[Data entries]
• • • •
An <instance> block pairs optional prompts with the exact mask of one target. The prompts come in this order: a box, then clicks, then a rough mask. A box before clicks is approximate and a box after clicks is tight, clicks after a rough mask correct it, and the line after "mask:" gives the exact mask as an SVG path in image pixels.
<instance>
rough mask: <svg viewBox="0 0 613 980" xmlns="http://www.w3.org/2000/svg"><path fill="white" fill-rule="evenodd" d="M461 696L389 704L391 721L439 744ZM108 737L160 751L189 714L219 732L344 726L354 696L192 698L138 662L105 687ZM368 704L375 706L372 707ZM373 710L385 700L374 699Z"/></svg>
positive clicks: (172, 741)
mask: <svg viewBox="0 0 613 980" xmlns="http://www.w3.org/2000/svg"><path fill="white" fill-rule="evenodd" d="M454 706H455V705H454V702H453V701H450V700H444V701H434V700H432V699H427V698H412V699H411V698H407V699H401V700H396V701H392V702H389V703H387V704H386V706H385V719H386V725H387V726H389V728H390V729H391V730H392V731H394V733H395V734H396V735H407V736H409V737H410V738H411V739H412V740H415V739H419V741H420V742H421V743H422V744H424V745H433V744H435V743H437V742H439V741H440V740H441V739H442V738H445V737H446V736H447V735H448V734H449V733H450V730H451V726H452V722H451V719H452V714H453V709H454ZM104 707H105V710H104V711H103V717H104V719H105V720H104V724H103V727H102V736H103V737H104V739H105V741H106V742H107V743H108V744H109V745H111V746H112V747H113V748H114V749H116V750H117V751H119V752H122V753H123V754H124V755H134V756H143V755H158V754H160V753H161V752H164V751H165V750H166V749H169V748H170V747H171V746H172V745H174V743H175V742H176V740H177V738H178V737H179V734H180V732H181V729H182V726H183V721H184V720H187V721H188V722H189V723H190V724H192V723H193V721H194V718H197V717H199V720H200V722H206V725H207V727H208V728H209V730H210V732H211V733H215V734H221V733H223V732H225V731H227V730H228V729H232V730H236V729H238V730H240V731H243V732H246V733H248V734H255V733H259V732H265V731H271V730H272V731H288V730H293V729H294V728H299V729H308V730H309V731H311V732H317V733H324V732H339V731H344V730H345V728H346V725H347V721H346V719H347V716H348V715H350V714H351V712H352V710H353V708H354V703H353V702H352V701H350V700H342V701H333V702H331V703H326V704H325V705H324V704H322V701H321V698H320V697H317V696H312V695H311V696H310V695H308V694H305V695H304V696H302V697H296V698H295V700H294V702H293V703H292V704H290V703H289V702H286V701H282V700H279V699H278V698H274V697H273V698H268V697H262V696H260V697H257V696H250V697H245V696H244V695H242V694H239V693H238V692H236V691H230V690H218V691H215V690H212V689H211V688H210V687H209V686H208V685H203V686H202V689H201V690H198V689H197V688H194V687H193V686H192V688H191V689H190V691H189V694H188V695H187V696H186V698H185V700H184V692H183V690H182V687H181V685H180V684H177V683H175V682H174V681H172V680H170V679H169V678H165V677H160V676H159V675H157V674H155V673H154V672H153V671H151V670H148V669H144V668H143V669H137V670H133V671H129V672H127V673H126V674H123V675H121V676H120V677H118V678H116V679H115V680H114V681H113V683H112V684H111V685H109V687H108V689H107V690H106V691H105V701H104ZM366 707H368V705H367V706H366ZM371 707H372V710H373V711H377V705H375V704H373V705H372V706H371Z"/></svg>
• • • •
TASK GOAL. What you write must be the entries restated word for word, from the opening line through the one holding "rough mask: <svg", with nothing else.

TASK SOLUTION.
An <instance> block pairs optional prompts with the exact mask of one target. The prompts come in this order: a box, then clicks, then a rough mask. A box before clicks is approximate and a box after clicks is tight, clicks after a rough mask correct it, and the line after "mask:" gives the exact mask as an SVG path in image pixels.
<instance>
rough mask: <svg viewBox="0 0 613 980" xmlns="http://www.w3.org/2000/svg"><path fill="white" fill-rule="evenodd" d="M461 696L389 704L391 721L439 744ZM108 737L160 751L189 714L219 732L344 726L354 696L192 698L138 662L105 687ZM368 704L375 706L372 707ZM373 710L385 700L374 699Z"/></svg>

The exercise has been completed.